=== Work required ===
The line with "brown hair, one line per instance." through the last line of the entries: give these again exactly, and only these, without any pictures.

---*---

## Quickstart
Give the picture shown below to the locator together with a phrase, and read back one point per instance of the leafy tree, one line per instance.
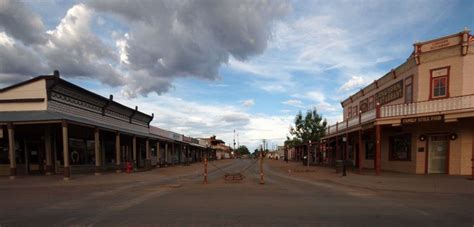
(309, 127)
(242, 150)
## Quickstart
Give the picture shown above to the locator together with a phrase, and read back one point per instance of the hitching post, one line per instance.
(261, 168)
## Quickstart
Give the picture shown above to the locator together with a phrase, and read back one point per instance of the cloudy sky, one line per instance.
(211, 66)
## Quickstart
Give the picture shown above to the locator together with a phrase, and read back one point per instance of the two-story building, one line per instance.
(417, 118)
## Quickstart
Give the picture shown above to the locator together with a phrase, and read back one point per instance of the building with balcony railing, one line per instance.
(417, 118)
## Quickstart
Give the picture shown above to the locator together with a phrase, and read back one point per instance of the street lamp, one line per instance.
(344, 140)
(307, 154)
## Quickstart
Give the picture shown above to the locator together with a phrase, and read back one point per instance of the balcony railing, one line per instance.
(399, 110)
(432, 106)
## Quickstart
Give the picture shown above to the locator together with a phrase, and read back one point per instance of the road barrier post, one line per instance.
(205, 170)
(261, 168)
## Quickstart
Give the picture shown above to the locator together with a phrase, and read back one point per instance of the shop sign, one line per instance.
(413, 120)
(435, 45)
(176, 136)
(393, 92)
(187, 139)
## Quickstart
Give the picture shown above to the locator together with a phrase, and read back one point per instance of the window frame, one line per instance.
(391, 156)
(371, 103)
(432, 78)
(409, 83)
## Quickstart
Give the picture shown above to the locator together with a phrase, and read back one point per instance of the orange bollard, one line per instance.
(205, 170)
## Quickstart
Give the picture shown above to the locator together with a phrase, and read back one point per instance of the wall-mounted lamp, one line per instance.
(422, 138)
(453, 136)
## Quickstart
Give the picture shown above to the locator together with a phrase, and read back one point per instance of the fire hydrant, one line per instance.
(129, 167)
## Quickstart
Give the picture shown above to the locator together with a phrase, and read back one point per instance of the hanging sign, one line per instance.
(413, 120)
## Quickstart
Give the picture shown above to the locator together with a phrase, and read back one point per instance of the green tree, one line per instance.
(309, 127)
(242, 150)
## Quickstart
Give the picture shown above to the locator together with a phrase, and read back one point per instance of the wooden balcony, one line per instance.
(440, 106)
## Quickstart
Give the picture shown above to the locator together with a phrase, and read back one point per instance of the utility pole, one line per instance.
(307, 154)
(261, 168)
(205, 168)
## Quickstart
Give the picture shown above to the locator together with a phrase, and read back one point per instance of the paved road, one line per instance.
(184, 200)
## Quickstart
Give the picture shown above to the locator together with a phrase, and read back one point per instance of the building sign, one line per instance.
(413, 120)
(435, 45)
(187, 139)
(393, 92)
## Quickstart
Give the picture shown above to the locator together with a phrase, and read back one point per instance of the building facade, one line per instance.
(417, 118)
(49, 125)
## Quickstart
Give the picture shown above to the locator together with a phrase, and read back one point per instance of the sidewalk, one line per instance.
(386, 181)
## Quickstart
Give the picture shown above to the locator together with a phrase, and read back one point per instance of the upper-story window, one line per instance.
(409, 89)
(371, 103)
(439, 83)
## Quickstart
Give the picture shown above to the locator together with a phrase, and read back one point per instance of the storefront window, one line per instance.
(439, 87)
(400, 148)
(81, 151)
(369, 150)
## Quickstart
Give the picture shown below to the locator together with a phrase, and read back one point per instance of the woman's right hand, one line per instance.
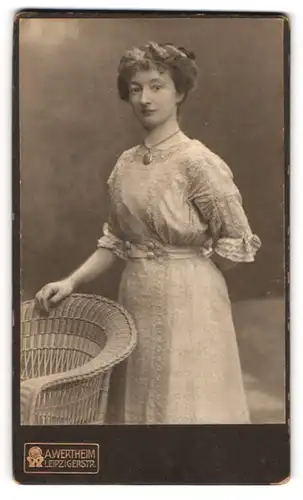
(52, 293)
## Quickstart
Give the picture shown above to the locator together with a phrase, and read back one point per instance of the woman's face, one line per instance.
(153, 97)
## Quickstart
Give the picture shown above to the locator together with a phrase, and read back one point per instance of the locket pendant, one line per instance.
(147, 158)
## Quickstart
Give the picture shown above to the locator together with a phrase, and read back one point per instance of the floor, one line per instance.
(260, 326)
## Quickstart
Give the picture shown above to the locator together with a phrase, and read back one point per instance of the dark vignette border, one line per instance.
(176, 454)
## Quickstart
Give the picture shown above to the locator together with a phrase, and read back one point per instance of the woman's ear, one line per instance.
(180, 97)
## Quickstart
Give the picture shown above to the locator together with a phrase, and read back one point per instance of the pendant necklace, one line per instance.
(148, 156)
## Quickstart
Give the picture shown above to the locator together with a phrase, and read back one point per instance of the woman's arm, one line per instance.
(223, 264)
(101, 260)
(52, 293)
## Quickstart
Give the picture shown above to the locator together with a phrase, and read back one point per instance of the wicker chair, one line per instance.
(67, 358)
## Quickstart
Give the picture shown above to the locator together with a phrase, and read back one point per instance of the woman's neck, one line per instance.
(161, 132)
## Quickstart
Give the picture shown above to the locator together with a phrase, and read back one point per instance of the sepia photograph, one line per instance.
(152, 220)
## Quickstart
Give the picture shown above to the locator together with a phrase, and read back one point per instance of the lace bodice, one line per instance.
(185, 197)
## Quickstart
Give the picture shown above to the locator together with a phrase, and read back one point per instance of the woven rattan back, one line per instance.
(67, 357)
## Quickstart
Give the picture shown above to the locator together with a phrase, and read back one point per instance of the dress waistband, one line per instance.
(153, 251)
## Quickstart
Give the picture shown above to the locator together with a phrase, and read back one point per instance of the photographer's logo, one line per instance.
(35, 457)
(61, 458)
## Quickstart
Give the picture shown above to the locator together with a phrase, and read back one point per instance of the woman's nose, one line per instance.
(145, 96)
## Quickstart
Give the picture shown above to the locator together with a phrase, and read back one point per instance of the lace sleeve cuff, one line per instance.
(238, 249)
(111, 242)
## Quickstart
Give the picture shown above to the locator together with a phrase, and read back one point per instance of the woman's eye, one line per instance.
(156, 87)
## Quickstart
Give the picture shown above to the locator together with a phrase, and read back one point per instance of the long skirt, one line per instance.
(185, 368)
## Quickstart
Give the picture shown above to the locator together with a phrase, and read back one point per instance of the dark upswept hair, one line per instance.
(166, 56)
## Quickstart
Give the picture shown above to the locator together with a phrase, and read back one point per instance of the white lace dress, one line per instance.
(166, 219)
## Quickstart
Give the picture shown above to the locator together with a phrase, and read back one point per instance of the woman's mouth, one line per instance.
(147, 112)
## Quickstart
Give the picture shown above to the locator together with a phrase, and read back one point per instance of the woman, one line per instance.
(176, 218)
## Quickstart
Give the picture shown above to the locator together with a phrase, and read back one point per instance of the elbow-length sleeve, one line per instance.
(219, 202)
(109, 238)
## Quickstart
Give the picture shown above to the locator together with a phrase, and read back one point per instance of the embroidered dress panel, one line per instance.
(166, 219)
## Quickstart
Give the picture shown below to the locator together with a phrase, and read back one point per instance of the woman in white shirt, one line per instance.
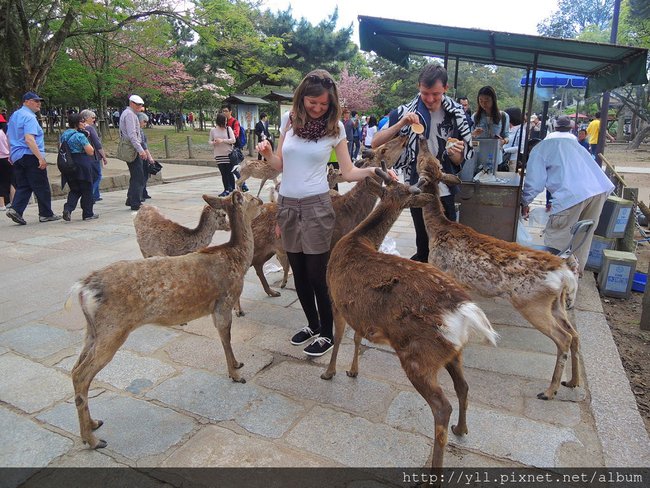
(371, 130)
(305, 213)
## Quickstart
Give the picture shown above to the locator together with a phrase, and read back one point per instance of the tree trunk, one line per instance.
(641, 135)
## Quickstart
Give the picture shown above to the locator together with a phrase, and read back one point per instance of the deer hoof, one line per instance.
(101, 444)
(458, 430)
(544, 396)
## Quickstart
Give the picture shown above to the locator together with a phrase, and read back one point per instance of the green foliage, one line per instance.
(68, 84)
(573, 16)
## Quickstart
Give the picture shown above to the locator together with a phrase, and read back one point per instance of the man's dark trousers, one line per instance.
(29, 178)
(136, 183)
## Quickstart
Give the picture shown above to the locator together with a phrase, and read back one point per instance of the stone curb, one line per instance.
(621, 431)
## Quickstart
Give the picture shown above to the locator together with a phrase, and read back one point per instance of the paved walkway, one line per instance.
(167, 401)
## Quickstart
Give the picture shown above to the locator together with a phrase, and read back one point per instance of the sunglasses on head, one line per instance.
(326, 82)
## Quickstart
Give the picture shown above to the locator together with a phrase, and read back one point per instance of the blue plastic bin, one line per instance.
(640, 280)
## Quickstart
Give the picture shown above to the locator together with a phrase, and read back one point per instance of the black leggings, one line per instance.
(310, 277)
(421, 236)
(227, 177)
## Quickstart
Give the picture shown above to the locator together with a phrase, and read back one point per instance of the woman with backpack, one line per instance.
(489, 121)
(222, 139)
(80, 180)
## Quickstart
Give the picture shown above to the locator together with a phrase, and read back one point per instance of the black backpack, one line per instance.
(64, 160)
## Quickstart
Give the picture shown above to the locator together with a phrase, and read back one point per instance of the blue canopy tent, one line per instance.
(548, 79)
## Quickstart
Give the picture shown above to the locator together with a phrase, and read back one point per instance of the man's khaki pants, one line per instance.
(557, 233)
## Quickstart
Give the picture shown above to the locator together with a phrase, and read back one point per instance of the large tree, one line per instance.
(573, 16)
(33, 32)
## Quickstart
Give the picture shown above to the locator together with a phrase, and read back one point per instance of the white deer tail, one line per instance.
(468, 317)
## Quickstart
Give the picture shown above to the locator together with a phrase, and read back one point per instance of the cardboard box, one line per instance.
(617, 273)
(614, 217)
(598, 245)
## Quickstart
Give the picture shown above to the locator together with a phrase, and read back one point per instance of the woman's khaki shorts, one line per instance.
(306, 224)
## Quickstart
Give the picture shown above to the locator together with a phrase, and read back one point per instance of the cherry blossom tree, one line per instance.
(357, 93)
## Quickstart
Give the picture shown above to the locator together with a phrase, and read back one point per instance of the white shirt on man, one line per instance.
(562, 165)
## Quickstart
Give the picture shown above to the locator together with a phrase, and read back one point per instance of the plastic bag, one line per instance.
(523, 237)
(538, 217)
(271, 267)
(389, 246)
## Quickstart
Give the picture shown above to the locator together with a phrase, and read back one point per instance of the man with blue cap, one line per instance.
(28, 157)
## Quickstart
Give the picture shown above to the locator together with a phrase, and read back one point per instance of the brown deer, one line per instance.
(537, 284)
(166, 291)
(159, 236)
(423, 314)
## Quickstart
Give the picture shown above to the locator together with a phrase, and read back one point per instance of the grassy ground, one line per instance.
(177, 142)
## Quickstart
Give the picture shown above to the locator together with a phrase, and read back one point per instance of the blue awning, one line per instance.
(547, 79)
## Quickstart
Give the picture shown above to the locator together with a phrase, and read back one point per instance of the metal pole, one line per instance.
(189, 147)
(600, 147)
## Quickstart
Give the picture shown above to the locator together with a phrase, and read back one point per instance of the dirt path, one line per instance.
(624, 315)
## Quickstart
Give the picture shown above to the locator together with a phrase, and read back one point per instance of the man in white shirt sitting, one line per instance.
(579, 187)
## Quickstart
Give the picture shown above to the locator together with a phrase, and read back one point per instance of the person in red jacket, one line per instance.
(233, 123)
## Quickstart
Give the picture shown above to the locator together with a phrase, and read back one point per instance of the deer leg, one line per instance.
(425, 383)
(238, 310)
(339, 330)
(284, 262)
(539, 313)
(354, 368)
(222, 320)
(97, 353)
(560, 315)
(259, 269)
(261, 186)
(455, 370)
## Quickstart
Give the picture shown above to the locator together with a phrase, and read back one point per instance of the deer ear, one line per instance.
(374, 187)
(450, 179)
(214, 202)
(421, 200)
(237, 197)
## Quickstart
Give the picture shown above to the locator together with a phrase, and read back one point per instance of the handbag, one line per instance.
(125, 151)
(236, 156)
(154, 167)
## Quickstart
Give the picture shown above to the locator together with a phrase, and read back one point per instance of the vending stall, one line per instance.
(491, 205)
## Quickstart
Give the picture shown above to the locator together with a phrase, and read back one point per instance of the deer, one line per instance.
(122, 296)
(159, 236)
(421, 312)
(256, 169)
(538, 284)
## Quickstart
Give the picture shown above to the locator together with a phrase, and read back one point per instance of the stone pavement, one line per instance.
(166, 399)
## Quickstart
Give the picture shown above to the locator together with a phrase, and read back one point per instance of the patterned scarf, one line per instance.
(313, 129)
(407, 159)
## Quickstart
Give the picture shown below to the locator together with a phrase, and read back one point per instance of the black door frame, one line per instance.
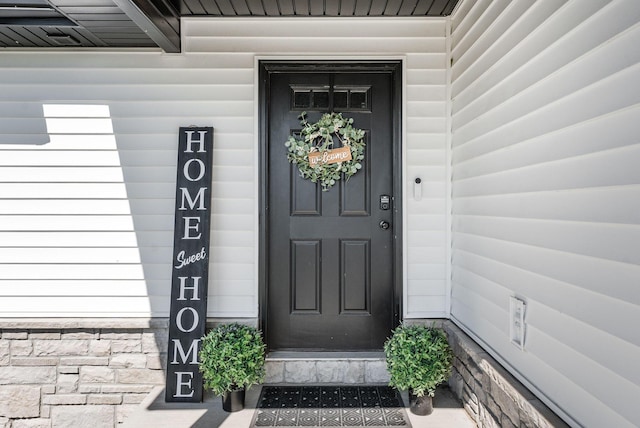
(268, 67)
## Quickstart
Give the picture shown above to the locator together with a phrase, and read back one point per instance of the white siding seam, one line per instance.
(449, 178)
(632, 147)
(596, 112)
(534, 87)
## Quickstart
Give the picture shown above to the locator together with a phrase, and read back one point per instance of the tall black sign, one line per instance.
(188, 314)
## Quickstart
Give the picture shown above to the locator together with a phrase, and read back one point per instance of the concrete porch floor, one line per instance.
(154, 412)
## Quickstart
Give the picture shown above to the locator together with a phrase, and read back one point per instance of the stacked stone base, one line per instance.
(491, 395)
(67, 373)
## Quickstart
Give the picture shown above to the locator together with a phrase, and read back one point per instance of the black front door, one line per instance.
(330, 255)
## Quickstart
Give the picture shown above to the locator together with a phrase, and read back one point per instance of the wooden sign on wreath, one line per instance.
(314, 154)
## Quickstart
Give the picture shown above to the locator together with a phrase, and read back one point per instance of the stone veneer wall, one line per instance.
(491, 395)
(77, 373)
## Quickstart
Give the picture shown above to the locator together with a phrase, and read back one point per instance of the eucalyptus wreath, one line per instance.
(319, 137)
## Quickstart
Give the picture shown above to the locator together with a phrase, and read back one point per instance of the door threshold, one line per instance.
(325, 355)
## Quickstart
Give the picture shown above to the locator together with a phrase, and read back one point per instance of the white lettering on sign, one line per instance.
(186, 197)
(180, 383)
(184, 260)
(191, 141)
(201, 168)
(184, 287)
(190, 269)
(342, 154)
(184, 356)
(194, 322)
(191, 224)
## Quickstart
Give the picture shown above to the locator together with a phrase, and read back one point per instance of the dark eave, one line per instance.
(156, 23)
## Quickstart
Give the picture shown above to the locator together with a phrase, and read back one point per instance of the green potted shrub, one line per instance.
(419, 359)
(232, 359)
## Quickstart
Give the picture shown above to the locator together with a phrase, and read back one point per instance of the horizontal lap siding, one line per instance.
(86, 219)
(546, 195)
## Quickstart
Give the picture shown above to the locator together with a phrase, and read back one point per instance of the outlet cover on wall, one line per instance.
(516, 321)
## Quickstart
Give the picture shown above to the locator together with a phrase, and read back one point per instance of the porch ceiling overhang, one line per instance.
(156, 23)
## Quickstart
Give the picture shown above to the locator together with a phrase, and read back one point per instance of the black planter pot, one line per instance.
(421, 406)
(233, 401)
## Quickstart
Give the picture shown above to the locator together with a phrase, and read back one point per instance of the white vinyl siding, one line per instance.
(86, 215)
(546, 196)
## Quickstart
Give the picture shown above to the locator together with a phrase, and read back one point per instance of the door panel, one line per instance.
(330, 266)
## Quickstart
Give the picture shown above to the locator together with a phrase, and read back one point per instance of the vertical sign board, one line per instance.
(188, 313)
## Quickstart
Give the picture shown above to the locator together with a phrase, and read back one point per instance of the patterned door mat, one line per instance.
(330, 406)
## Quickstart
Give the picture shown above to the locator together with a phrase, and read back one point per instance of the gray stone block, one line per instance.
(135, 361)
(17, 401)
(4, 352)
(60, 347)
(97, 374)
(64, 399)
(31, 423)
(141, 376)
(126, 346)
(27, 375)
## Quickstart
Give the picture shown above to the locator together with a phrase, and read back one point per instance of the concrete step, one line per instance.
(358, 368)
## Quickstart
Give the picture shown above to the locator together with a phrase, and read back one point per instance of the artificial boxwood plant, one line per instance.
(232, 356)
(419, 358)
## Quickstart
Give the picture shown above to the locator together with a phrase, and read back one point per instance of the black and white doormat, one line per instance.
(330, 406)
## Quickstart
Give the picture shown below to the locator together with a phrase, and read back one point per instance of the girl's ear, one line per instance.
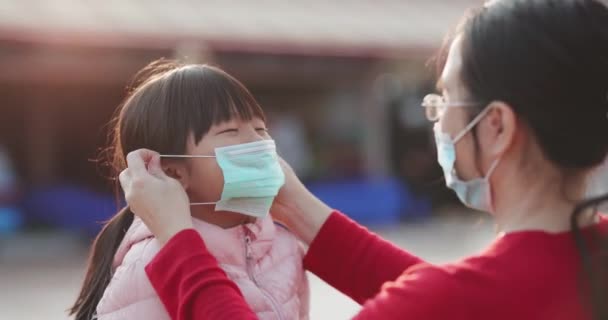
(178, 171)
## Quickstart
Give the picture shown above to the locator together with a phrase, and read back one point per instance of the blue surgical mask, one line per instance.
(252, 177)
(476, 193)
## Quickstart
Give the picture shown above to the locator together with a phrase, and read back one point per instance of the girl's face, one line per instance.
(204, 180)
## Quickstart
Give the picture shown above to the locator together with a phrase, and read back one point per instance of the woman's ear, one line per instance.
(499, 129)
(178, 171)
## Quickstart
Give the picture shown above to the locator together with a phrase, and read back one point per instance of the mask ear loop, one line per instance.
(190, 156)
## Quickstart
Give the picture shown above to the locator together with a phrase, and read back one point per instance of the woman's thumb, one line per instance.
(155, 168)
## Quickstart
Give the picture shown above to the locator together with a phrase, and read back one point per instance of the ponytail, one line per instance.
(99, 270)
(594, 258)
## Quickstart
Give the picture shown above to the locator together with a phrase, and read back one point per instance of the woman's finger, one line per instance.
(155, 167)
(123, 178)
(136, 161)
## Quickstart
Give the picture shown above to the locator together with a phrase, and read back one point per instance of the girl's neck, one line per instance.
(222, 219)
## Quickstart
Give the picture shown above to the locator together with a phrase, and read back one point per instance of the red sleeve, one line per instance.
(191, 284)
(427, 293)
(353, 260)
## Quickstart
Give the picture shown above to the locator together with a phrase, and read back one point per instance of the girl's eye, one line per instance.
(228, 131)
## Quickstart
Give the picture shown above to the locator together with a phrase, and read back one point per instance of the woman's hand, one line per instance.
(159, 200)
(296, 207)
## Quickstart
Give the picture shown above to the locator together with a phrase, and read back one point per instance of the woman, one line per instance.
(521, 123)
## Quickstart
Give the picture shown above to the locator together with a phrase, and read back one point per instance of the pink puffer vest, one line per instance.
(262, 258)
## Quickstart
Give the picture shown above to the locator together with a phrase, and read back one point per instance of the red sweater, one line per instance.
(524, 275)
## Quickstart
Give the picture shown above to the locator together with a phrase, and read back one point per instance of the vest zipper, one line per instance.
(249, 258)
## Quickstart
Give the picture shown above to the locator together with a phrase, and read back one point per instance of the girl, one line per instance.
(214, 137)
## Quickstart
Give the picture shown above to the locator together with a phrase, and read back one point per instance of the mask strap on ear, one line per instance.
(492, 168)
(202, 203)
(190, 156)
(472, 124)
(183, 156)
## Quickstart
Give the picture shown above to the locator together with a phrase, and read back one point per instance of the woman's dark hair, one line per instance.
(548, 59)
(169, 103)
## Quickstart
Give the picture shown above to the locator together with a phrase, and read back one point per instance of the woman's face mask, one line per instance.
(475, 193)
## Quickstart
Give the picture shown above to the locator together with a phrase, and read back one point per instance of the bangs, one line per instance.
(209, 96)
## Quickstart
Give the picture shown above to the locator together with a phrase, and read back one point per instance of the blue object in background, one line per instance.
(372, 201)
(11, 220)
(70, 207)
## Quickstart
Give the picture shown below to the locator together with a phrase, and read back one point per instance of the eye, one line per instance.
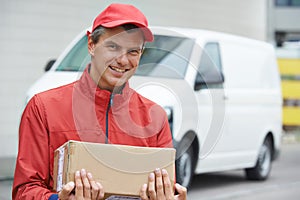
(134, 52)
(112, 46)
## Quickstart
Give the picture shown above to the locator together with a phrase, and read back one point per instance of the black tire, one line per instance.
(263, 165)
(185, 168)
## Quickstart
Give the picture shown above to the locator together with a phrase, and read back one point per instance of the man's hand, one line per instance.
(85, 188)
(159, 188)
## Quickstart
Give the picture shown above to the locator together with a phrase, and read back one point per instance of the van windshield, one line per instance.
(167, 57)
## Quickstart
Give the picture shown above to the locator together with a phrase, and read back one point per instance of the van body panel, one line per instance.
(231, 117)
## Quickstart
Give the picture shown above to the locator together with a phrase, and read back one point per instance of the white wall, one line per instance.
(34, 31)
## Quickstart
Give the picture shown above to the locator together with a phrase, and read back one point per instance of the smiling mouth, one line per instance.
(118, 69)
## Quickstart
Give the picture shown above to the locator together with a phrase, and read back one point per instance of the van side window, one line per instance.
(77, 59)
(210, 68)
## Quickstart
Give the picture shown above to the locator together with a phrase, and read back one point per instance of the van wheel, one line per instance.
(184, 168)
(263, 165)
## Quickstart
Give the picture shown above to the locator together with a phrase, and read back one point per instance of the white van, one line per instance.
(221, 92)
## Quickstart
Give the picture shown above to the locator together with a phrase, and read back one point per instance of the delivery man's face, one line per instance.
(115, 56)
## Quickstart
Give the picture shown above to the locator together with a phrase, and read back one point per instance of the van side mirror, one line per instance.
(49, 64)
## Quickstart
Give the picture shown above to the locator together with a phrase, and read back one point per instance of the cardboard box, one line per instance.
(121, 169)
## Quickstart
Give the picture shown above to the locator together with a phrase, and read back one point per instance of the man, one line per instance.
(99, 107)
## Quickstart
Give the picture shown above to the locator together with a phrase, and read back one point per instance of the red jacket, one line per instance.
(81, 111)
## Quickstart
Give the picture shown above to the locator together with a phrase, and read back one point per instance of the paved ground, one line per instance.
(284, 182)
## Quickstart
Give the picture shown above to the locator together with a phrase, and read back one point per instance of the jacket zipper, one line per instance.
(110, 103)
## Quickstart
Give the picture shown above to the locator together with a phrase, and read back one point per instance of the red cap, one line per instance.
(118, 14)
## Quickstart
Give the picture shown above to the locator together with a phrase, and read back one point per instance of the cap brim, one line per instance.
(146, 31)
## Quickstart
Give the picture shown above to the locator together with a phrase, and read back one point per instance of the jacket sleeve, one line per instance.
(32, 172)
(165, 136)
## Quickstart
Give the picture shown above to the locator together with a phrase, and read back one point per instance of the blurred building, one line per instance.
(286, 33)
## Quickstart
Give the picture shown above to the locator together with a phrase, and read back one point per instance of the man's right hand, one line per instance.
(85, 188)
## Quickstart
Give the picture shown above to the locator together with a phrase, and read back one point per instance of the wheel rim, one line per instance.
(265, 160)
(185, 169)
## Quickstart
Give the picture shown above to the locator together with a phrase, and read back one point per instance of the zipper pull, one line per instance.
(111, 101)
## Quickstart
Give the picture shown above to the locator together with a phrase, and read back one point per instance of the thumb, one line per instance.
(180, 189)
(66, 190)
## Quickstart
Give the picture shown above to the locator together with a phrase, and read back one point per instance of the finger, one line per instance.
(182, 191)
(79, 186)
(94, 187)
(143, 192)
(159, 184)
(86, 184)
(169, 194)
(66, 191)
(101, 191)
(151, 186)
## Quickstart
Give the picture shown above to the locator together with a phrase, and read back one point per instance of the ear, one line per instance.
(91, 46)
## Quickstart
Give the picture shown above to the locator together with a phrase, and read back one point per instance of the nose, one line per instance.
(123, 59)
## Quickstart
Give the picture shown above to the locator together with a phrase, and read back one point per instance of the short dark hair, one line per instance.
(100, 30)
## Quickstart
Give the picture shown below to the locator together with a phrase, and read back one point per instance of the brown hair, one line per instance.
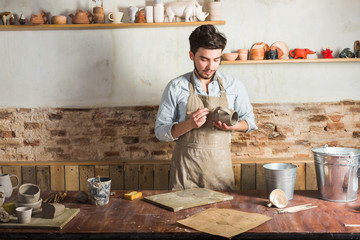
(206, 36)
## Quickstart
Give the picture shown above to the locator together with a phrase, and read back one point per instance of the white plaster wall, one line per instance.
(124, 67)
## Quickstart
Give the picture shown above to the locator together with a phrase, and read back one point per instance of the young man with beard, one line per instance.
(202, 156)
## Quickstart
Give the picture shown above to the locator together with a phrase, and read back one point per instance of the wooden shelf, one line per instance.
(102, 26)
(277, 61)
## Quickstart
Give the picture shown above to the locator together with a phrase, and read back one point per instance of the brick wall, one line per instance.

---*---

=== Solution below ===
Give the picture shown below to the locator together with a phrase, and read back one point per instance of the brown hair, one line per instance.
(206, 36)
## Quickstart
Give the picture shown above to the locator together with a phrase, and read back one point per instance of the white plaster wall, one line per instance.
(124, 67)
## Quickstart
Give the picture shown above to the locator together with a phrase, and read back one point per instance of the young man with beard, one line per instance.
(202, 156)
## Quickstart
Give the picture shown above to the locator together with a phrase, and read back one point per instance of the wooden shelf, one line per instance.
(102, 26)
(277, 61)
## Quickstart
Give the picture shown above to the locator together with a phrase, and read back one point per instance of the brick wall, one line per instance.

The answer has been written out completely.